● Actions to take
1. List the summary points that appear as bullets beneath the title of the guide on finding the right journalist.
2. Reproduce the stretch of the guide on finding the right journalist from "Publication of a" through "and relatable story.", swapping "sources" for "contacts".
3. Continue the guide on finding the right journalist from the point where it stops.

● Source document
───

Script Practical Guide
How to find the right journalist to report on your research
- The ability to understand science and report on it is not every journalist’s cup of tea
- Finding the right journalist will address most scientists’ fears about the media
- After finding the right journalist you need to maintain good relations with them
By: Charles Wendo
Why you need the right journalist
What the right journalist should be able to do
Categories of journalists who might report science
Finding the right journalist
Once you’ve found the right journalist…
And finally, be the right scientist
On the other hand you might have seen some award-winning science stories reported in the media. What makes the difference?
Publication of a story in the media depends on a number of factors, most importantly the journalists’ ability to gather information from the right sources, make sense of it and package a clear, accurate and relatable story.
Some journalists will write better science stories than others – often this relates to their training and experience. Rather than generalising journalists and avoiding the media for fear that they might distort your information, it is better to invest some time and energy in finding the right journalist to work with. Most of the fears that scientists have about the media can be overcome by working with the right journalist.

───

● Extracted information

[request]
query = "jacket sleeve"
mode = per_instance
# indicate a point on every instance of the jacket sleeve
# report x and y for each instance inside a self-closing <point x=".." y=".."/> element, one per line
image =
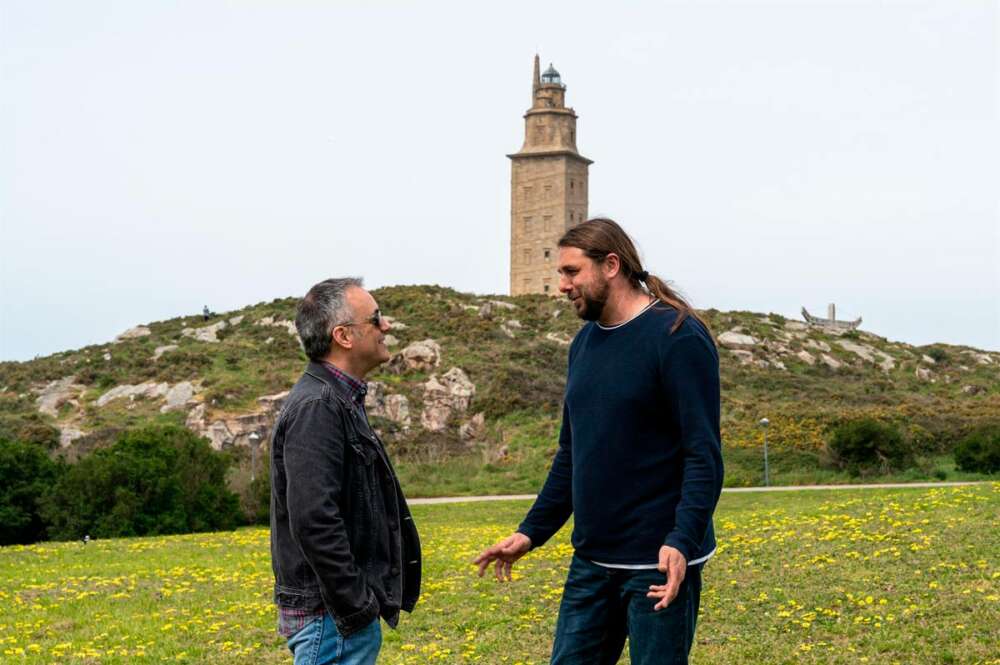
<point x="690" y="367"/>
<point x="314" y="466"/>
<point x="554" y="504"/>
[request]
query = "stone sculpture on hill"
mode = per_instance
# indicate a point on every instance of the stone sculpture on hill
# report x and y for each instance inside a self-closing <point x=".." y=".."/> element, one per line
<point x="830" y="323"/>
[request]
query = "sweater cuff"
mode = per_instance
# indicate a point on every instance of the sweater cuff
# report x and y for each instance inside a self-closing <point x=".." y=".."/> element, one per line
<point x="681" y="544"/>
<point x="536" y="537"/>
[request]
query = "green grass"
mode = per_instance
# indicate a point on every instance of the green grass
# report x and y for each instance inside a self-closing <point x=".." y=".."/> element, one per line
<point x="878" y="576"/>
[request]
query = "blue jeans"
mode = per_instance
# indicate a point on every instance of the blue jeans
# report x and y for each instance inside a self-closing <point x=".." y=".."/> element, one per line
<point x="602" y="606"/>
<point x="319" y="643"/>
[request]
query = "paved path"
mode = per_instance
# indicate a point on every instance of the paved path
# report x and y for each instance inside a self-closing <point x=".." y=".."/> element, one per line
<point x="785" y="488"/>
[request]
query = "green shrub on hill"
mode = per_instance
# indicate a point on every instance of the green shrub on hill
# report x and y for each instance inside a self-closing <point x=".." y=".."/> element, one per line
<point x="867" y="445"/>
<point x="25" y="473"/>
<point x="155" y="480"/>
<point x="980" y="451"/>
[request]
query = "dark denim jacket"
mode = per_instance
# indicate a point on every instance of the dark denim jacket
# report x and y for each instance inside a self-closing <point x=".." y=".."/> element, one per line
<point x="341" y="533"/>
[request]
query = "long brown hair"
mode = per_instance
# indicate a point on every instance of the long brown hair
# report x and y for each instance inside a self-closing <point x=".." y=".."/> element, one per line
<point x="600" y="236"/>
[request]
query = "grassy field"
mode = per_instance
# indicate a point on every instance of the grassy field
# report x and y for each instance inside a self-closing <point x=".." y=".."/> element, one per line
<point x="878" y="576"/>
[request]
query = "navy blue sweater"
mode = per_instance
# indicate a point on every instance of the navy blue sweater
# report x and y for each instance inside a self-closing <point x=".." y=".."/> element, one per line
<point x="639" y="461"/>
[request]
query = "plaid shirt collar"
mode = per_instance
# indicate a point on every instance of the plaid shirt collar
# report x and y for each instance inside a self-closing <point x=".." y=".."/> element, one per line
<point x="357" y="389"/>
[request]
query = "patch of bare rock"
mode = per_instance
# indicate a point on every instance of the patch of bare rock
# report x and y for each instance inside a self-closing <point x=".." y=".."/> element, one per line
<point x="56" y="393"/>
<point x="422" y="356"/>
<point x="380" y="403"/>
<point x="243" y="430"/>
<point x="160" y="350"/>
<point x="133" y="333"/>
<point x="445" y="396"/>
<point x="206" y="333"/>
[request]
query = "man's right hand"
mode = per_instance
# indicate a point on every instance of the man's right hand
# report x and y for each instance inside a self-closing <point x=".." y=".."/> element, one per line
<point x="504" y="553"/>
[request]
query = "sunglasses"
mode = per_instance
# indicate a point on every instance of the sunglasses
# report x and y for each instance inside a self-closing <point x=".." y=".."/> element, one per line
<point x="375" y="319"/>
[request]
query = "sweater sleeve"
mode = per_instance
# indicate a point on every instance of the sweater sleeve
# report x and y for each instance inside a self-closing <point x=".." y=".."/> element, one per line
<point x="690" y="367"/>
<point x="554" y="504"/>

───

● Answers for this exercise
1.
- The ability to understand science and report on it is not every journalist’s cup of tea
- Finding the right journalist will address most scientists’ fears about the media
- After finding the right journalist you need to maintain good relations with them

2.
Publication of a story in the media depends on a number of factors, most importantly the journalists’ ability to gather information from the right contacts, make sense of it and package a clear, accurate and relatable story.

3.
- Have some knowledge about how research is carried out
- Know the right sources of news about science
- Know how to spot science news
- Package scientific information into a clear and accurate story that is understandable and relatable to non-scientists
- Show interest in reporting the science and how it affects society, rather than focusing on drama and scandal.
- Specialised science journalists: These specialise in reporting about science issues. With experience they become better at it. They keep up-to-date with scientific developments. They have a good idea what questions to ask, where to find the right people to interview, how to get the right documents to read and websites to visit for additional information. Some begin with journalism training and learn science. Others begin with a scientific background and then learn journalism.
- Unspecialised journalists who show interest in and occasionally report on science issues: Due to staff shortage, lack of prioritisation or other factors, some media organisations do not let their journalists focus only on science even if the journalist is interested. There are also journalists who want to report on science without giving up other topics. For these two reasons you may find unspecialised journalists who occasionally report on science.
- Unspecialised journalists who report on science when they have to: Some science-related stories will occur in unlikely places such as Parliament or Courts of Law, so the available journalist at the moment will report on them. Take for instance when a scientist makes a presentation to Members of Parliament, or an issue of scientific nature is debated in the House.
However, some media outlets in developing countries do not have a specialised science journalist yet getting them to report about your research would add value to your work. In that case, it would be useful to identify the journalists that are most likely to report science stories even though they are not specialised.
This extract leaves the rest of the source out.